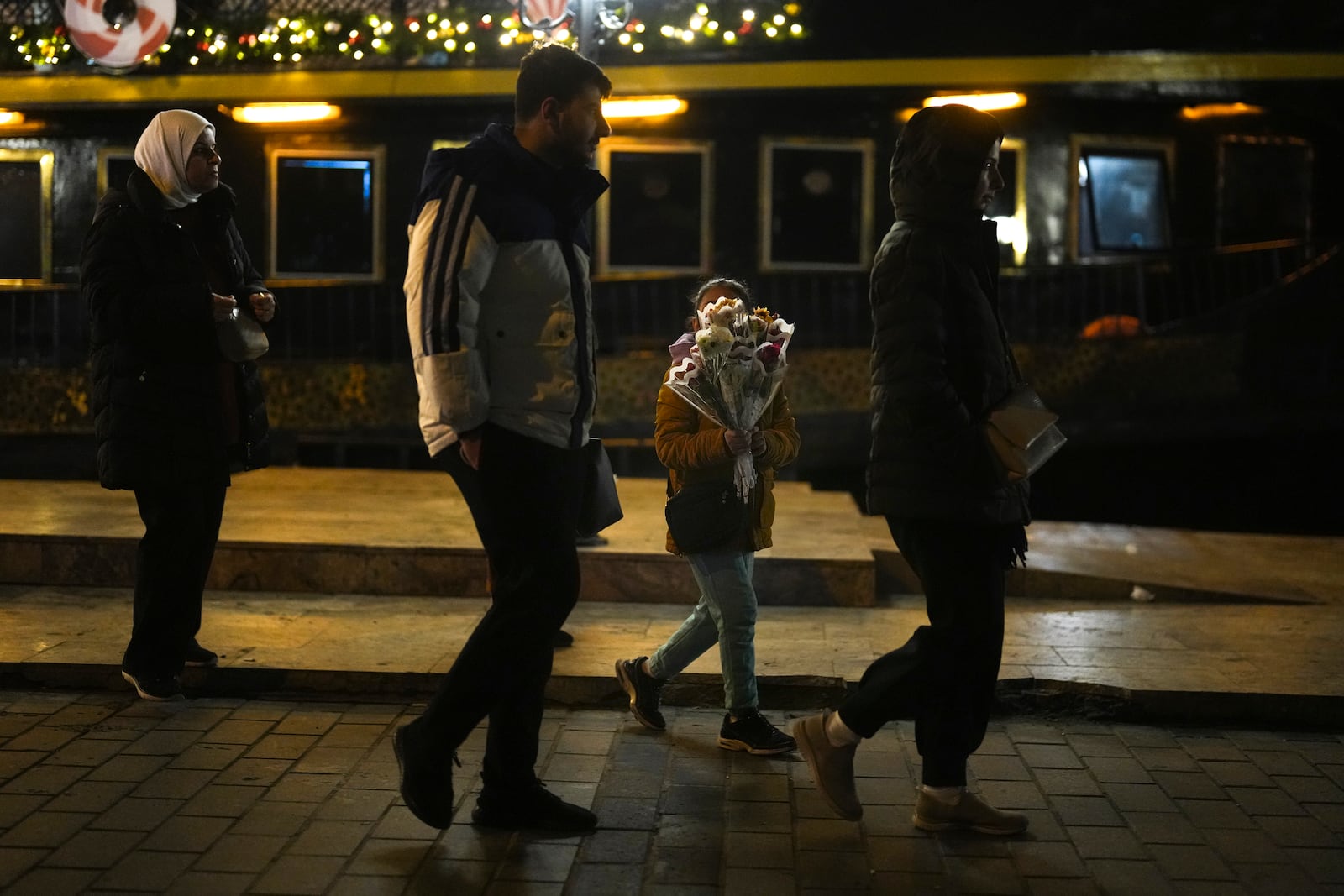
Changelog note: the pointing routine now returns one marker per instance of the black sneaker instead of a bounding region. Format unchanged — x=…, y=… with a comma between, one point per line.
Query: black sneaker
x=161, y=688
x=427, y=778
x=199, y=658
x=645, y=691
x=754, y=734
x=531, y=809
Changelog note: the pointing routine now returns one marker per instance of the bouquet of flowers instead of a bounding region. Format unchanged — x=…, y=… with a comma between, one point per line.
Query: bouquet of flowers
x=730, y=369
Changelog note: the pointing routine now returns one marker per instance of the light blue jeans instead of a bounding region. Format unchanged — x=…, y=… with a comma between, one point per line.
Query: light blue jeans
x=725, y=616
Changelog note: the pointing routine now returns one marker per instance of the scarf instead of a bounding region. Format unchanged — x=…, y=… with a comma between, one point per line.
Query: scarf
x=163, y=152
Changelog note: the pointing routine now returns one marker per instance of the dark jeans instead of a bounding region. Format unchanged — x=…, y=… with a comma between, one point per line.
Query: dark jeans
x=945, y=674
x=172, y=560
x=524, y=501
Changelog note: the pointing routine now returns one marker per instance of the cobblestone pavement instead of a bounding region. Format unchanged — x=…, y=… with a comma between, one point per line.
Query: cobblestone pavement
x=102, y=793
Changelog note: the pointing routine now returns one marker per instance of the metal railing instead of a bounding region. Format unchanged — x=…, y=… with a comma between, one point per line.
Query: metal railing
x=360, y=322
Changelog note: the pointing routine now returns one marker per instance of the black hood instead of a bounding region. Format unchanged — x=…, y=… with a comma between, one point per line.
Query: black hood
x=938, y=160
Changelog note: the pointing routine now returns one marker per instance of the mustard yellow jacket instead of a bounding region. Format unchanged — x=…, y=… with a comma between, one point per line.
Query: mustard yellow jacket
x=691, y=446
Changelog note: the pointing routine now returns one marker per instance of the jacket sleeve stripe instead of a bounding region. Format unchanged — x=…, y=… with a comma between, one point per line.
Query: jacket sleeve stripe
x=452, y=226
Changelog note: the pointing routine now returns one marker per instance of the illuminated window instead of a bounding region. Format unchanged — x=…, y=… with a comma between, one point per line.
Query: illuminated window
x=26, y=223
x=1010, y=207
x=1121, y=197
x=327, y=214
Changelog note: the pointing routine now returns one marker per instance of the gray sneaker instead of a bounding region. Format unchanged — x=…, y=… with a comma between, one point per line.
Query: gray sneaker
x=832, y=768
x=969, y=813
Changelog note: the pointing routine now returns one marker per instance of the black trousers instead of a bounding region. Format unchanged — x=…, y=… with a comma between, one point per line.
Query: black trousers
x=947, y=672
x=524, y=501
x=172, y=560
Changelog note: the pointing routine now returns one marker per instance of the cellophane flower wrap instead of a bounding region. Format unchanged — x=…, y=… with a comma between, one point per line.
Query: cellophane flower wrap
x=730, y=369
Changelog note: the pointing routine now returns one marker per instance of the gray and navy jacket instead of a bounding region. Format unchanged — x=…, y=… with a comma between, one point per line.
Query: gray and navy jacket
• • •
WHAT THE TASK REQUIRES. Rewrite the records, starting at the beginning and going on through the line with "x=725, y=616", with "Query" changed to "Label" and all else unchanged. Leave the pictures out of the answer.

FULL SOLUTION.
Changelog note: the pointing routine now returns one marker per instance of the black sneaker instead of a bounding region. Format unchanged — x=…, y=… with a comma between, one point per line.
Label: black sneaker
x=161, y=688
x=427, y=778
x=199, y=658
x=645, y=691
x=754, y=734
x=531, y=809
Changelog note: the pointing routine now returns one marker per instance of the bouquet of flowers instead of a bounding region. Format unchanged — x=…, y=… with a comma between, one point per line.
Label: bouquet of flowers
x=730, y=369
Changelog note: the pointing routine now returns one marker per instance of the light blue jeans instead of a bounding region. Format unchanged — x=…, y=… with a comma between, one point per line.
Label: light blue jeans
x=725, y=616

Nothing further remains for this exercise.